**ASSIGNMENT**
Every line from the one that contains "of the smartphone" to the end of the records must be restated word for word. No other line belongs in the answer.

**EXTRACTED MATERIAL**
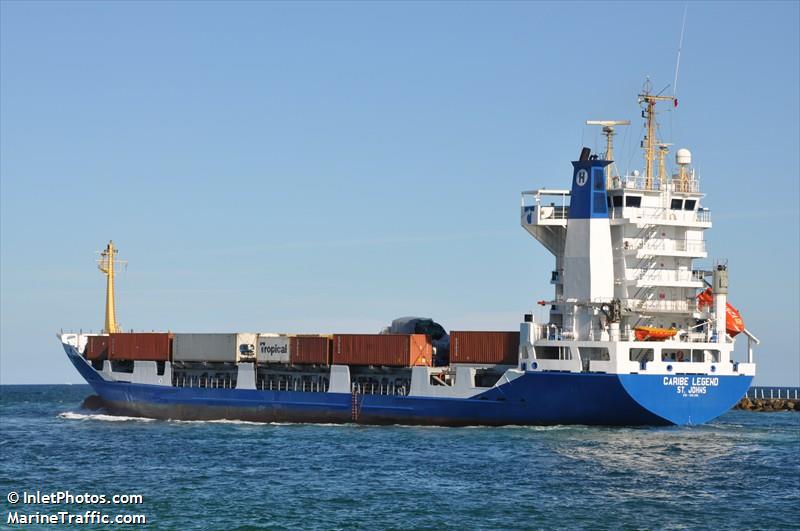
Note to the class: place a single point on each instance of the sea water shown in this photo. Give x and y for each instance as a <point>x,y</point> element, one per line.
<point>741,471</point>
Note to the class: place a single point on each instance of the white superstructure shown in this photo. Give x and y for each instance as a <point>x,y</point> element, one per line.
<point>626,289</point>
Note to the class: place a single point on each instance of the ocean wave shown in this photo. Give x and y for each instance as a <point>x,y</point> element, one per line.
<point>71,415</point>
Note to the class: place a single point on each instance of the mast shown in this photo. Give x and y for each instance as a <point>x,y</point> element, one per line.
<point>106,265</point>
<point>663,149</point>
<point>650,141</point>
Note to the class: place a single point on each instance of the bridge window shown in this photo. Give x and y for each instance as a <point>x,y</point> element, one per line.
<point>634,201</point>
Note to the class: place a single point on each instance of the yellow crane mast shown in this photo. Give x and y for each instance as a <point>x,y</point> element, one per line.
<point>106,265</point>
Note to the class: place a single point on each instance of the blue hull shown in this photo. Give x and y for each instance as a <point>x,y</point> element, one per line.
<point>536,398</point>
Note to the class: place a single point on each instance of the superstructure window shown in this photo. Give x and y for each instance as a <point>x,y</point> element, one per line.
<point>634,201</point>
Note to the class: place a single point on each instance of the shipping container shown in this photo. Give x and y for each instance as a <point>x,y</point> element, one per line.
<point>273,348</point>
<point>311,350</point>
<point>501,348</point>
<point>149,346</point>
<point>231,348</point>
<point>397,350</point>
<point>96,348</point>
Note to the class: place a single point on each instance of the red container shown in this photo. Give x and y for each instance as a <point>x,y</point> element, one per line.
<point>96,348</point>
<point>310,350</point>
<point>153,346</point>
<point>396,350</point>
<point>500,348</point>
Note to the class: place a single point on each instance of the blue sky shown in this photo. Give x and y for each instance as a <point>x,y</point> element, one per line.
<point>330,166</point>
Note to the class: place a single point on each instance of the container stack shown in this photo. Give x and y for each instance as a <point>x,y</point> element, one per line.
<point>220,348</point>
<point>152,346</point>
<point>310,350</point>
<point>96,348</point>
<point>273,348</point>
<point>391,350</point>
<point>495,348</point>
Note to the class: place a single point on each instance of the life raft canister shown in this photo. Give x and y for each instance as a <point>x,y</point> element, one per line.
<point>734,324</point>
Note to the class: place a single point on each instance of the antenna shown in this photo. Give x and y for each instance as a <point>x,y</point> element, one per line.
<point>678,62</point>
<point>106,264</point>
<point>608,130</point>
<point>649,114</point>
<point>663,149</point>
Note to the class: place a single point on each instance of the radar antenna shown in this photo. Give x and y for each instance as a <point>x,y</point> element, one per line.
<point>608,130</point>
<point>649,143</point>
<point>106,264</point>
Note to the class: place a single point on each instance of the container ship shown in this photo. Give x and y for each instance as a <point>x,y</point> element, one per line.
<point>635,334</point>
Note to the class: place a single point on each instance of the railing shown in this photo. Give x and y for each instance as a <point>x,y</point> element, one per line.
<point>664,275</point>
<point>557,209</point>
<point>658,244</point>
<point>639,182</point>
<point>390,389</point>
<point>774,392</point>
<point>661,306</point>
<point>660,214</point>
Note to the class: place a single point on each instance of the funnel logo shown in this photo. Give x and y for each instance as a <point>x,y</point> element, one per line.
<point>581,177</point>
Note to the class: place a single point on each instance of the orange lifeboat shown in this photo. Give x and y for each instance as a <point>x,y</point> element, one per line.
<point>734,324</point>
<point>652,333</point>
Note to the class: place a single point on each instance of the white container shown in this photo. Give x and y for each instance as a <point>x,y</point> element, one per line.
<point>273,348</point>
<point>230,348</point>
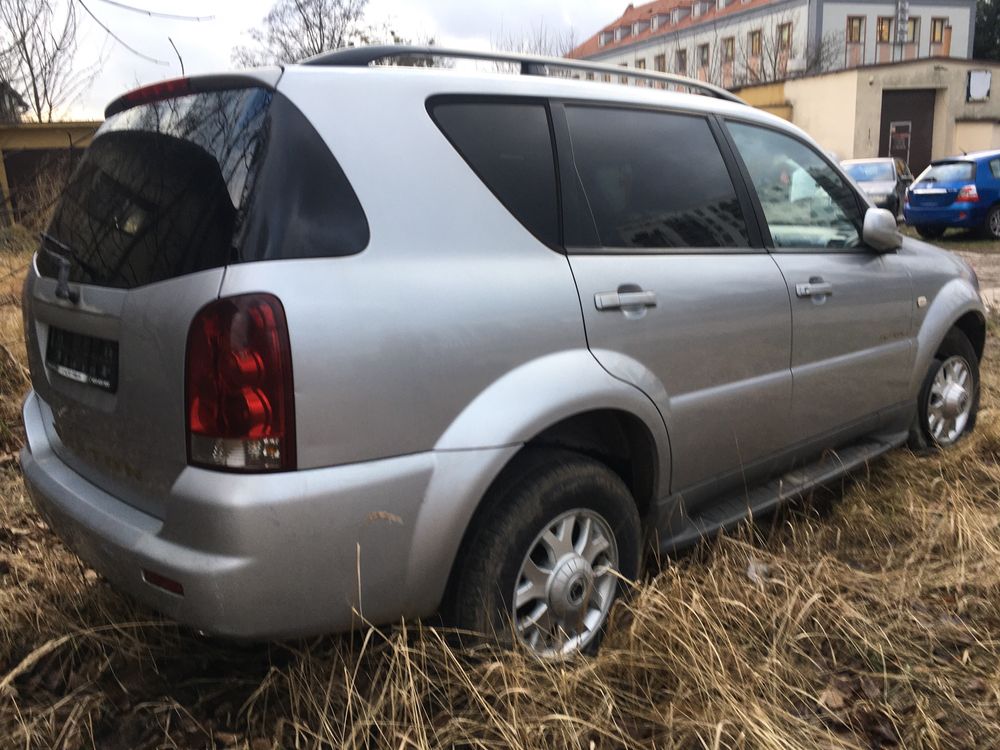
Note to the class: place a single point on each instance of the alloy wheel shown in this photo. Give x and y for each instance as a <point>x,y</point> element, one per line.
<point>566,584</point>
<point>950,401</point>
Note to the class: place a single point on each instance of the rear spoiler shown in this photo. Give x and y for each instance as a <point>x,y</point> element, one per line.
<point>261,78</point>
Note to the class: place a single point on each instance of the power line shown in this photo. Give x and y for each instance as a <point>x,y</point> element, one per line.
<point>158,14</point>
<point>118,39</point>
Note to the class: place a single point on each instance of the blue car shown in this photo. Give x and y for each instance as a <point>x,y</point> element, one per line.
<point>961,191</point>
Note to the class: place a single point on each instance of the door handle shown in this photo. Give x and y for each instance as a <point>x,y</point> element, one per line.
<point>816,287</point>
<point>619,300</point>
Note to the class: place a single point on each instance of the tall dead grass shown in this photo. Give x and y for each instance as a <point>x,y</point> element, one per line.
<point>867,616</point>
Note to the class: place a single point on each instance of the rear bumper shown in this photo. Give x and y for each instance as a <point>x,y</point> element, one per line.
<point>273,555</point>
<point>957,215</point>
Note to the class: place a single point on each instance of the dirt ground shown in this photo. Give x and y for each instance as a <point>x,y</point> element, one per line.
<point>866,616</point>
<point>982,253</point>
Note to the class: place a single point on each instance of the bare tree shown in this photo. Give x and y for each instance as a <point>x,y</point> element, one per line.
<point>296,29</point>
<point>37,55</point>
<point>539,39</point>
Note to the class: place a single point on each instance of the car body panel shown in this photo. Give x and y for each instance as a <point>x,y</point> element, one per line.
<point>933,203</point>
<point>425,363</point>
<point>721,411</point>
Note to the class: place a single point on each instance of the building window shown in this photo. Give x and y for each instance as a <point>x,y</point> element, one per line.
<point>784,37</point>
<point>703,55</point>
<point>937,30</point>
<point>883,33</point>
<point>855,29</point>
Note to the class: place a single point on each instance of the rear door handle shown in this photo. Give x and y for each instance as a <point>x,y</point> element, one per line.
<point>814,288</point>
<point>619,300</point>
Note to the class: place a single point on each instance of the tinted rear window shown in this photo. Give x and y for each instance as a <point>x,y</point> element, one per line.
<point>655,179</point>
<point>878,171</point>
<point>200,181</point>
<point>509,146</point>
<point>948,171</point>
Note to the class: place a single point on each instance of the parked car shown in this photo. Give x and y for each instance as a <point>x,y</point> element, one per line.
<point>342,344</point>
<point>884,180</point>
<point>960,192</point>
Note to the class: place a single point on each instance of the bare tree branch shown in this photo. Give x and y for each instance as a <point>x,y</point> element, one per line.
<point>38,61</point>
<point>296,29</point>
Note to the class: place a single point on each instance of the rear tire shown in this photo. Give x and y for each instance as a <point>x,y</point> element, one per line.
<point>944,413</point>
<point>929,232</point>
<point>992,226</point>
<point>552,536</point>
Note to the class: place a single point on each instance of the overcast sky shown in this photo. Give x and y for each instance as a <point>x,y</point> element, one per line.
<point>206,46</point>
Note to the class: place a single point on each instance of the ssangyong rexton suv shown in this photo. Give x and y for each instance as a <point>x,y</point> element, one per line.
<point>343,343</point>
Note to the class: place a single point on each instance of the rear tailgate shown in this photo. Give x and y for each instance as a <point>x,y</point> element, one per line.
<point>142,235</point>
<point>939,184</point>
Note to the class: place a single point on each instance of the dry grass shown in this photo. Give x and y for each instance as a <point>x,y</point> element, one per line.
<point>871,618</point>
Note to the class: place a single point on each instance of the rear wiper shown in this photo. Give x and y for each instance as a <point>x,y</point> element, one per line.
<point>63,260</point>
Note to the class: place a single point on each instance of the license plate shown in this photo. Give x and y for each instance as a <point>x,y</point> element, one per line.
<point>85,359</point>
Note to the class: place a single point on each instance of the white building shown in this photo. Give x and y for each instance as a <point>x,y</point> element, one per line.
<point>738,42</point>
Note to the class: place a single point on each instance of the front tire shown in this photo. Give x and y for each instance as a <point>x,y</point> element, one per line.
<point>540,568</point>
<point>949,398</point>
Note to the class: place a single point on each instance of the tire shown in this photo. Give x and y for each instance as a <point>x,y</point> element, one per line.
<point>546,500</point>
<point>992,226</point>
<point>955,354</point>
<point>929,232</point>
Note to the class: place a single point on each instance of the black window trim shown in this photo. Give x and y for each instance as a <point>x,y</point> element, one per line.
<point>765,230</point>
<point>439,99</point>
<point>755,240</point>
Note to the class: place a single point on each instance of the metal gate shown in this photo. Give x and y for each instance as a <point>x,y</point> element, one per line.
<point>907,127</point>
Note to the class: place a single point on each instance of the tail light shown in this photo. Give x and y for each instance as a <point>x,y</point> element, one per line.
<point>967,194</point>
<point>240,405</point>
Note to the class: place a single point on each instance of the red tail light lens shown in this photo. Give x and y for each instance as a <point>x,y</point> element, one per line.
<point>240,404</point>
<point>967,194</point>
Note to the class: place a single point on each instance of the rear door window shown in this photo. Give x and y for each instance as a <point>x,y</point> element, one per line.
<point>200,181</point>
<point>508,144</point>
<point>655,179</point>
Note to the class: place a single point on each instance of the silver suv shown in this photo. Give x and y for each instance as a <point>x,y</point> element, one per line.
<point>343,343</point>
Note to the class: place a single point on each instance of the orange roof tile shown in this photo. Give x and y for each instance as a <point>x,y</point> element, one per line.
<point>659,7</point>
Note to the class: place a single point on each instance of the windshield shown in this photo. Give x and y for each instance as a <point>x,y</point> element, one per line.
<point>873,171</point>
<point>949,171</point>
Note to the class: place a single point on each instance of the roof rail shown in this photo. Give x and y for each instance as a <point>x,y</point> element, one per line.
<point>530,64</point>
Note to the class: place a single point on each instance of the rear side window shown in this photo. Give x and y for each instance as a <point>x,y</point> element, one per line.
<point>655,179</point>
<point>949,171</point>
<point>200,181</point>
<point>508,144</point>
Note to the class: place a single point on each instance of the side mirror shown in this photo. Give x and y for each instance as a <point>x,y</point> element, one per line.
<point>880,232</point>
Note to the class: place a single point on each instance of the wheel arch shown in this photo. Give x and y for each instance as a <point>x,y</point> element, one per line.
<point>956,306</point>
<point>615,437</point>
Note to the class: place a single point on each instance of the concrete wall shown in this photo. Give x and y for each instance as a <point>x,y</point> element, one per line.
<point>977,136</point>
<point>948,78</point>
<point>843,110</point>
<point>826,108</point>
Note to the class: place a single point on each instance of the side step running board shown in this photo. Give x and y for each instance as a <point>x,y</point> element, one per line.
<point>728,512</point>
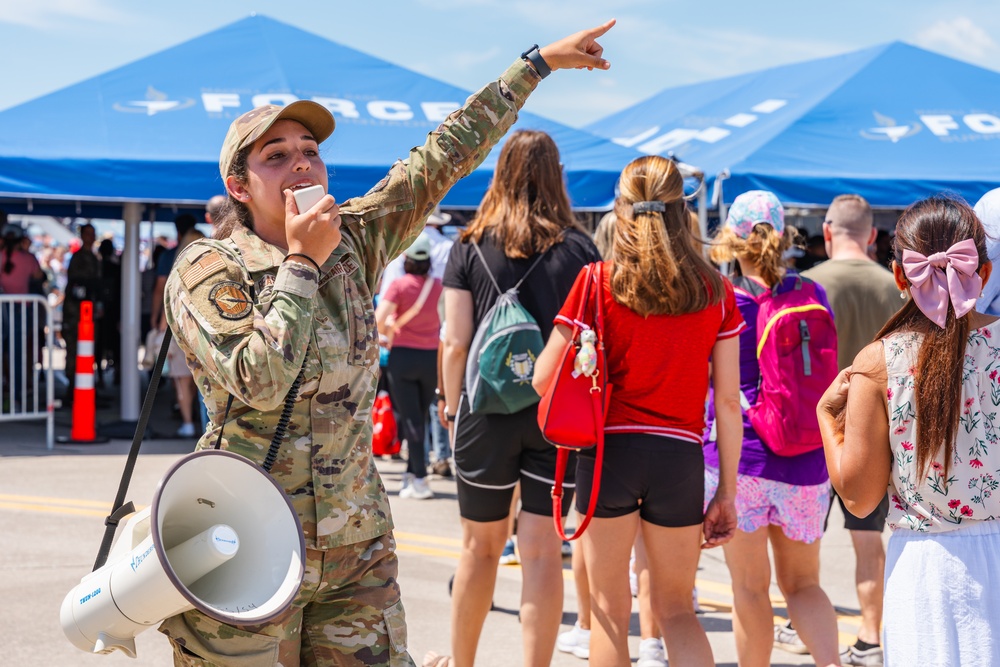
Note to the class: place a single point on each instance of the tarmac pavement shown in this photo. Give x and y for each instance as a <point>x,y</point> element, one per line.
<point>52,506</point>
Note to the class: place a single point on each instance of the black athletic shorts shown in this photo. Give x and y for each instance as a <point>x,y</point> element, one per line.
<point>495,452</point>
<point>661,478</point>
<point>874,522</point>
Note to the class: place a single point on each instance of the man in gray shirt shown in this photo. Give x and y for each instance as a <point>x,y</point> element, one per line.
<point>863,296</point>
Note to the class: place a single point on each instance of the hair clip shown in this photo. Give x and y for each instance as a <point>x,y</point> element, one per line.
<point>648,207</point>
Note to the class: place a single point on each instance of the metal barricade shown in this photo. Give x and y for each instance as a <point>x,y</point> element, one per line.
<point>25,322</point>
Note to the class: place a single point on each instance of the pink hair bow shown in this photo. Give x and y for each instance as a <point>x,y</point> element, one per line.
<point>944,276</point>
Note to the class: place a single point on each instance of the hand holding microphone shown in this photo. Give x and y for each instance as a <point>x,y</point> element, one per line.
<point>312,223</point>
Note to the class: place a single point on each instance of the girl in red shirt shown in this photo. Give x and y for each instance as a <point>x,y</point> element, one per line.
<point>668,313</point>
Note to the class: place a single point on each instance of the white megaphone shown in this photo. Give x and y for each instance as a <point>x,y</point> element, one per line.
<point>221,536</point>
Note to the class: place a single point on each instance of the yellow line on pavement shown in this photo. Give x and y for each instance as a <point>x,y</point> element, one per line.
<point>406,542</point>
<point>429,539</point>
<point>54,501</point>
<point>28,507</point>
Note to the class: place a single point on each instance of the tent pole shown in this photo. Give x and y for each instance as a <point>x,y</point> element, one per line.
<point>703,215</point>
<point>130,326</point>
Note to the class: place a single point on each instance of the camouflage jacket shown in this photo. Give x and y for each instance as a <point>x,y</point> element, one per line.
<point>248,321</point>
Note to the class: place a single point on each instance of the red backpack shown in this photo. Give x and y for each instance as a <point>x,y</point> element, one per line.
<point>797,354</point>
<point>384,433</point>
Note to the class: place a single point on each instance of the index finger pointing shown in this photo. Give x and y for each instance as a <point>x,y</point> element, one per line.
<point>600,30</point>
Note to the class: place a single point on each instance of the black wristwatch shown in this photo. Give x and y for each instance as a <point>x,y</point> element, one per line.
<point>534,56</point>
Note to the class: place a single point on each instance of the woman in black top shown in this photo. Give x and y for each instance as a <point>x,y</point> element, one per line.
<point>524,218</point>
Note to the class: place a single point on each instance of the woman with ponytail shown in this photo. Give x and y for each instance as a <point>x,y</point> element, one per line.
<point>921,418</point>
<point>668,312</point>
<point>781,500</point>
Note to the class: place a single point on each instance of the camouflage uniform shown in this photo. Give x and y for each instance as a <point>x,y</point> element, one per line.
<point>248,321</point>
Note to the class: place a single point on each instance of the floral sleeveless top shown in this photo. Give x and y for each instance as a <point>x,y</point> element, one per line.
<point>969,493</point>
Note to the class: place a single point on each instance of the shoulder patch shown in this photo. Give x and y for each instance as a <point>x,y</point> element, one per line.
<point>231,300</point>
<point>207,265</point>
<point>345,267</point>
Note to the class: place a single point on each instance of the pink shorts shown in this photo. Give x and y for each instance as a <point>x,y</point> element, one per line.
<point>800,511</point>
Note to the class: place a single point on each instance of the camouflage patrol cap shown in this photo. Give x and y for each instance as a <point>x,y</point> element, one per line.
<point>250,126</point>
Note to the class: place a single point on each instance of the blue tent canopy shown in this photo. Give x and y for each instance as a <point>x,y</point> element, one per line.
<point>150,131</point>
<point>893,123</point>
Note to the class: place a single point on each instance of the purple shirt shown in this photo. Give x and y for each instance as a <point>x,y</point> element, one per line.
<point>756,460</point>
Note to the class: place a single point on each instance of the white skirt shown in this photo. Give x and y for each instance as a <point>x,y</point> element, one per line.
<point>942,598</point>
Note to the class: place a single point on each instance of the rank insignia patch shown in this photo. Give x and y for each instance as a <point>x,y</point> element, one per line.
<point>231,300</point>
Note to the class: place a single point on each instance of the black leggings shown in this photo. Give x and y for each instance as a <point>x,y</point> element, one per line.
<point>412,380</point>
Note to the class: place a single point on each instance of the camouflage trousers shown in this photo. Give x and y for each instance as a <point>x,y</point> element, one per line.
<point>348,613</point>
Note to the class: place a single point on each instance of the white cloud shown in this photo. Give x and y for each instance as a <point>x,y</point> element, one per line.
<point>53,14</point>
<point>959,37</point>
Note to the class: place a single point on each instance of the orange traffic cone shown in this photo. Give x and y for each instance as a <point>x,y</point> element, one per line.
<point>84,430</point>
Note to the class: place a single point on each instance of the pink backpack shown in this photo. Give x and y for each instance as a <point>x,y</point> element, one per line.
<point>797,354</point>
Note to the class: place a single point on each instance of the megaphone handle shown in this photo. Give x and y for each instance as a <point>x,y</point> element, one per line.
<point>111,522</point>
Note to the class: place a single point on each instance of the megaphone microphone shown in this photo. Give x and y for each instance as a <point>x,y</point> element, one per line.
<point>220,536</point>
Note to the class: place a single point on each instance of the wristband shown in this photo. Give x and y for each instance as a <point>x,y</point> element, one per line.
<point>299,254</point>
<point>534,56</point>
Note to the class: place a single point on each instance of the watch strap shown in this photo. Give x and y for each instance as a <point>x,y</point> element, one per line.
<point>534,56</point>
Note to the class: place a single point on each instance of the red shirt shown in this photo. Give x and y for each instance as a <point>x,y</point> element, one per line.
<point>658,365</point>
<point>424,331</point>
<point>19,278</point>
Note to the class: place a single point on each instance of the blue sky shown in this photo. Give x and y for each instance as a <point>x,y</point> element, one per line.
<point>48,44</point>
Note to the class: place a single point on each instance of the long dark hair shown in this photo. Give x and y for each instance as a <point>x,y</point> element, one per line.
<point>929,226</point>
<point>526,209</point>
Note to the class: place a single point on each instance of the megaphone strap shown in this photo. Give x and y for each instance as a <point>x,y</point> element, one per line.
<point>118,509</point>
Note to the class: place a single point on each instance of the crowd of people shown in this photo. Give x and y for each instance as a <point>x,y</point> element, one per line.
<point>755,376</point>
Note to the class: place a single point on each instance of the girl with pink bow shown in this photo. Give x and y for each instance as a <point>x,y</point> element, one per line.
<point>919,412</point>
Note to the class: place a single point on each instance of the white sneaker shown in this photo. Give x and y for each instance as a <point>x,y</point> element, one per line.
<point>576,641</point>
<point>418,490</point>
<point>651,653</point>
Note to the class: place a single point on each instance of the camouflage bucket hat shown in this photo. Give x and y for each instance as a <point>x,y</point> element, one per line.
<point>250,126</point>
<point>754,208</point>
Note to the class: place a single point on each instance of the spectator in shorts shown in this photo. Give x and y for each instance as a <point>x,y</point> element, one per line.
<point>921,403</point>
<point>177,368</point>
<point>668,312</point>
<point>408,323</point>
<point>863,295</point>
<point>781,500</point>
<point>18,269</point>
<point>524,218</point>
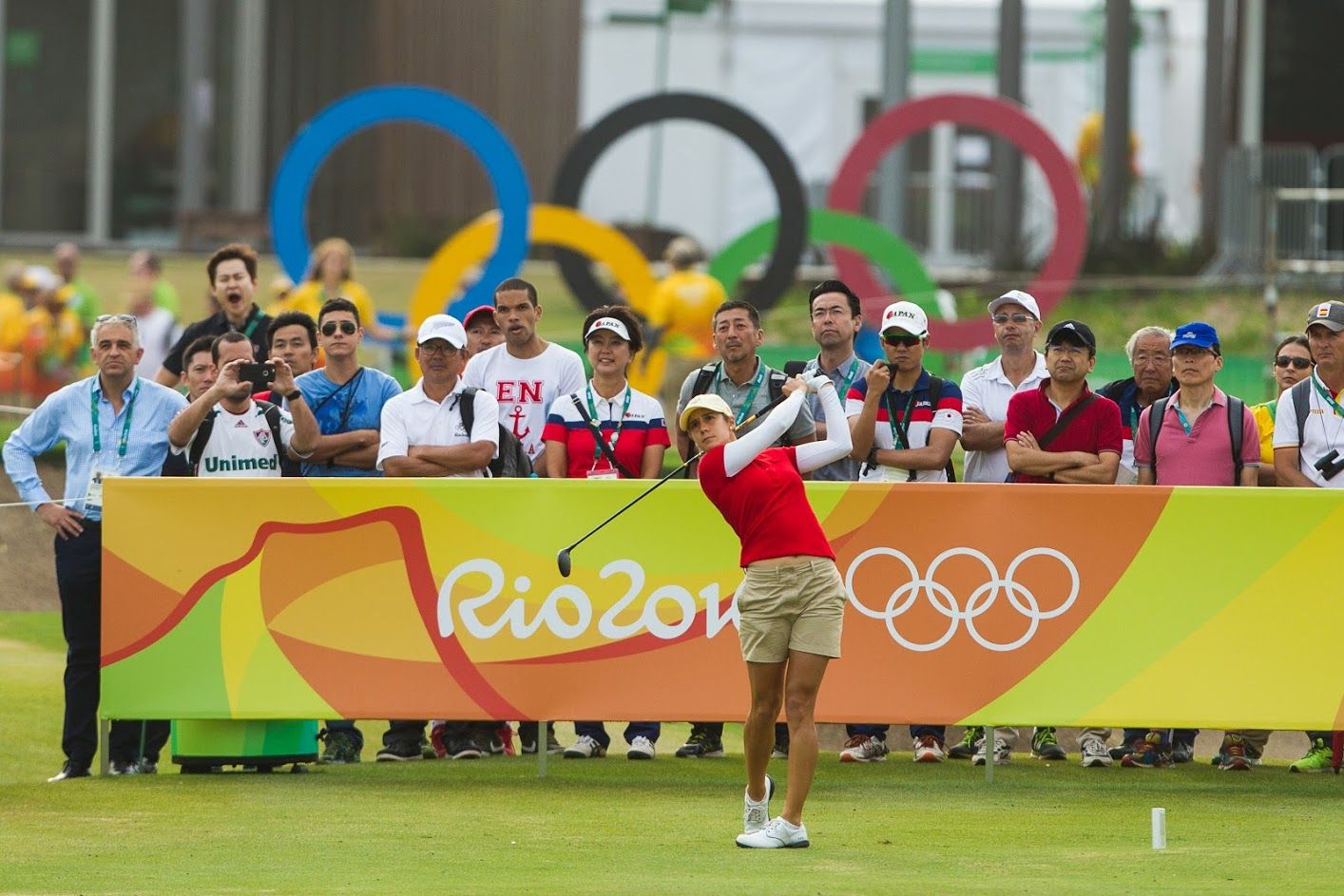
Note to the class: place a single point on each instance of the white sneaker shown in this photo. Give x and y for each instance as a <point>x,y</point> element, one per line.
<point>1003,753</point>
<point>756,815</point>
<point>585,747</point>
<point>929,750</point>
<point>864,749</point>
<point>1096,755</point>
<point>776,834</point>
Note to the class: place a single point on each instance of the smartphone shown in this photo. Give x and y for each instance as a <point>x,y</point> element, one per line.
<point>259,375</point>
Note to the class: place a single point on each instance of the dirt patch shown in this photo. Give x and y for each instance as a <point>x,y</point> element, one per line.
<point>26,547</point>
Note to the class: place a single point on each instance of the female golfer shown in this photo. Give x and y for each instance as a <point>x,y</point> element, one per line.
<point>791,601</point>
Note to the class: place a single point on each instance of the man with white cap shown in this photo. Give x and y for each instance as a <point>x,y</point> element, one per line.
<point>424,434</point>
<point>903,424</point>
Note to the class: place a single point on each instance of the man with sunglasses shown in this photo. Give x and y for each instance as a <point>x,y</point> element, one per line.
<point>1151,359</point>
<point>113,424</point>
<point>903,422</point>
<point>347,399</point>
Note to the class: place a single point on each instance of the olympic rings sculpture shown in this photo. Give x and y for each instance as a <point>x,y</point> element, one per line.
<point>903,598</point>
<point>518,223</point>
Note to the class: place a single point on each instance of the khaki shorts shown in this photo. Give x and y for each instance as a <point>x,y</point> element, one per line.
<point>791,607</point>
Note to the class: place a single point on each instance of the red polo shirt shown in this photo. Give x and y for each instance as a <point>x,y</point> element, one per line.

**TASK SOLUTION**
Note to the class: place a single point on each instance of the smartphone shown in this photo. Give x and y for each instance as a <point>x,y</point> element, one per line.
<point>259,375</point>
Note to the class: place a single point on each instance of the dirt patch shown in this photo. Give x and y for each instance as a <point>x,y</point> element, one per line.
<point>26,547</point>
Note to the class: place a single point on each instance of the female golfer shown in this photo. Give x and y for each instance as a <point>x,y</point> element, one per line.
<point>791,601</point>
Note to the class: place a single point on each instance of the man with white cap shown in this photo. Give x and y for each instance as a <point>x,y</point> element, one per line.
<point>424,434</point>
<point>903,424</point>
Note to the class: place a single point on each instance of the man with sunglasses shown in this photo. Give x and y for each instance as a <point>x,y</point> element, one per line.
<point>1151,359</point>
<point>113,424</point>
<point>903,422</point>
<point>347,399</point>
Note to the class: place a single point on each instance of the olympic rings sculpture shown in this photo. Give x and y for each instance as a <point>x,y</point> element, one per line.
<point>903,598</point>
<point>518,223</point>
Note to the class: place a single point on each instance of the khaki shorts shown in this photo. Give x and y for each instance as a <point>x,y</point> element, one per line.
<point>791,607</point>
Note to the class: place a single point on each instance of the red polo shirt shown in this photo. Give x and y for each instance as a <point>x,y</point> element, one per line.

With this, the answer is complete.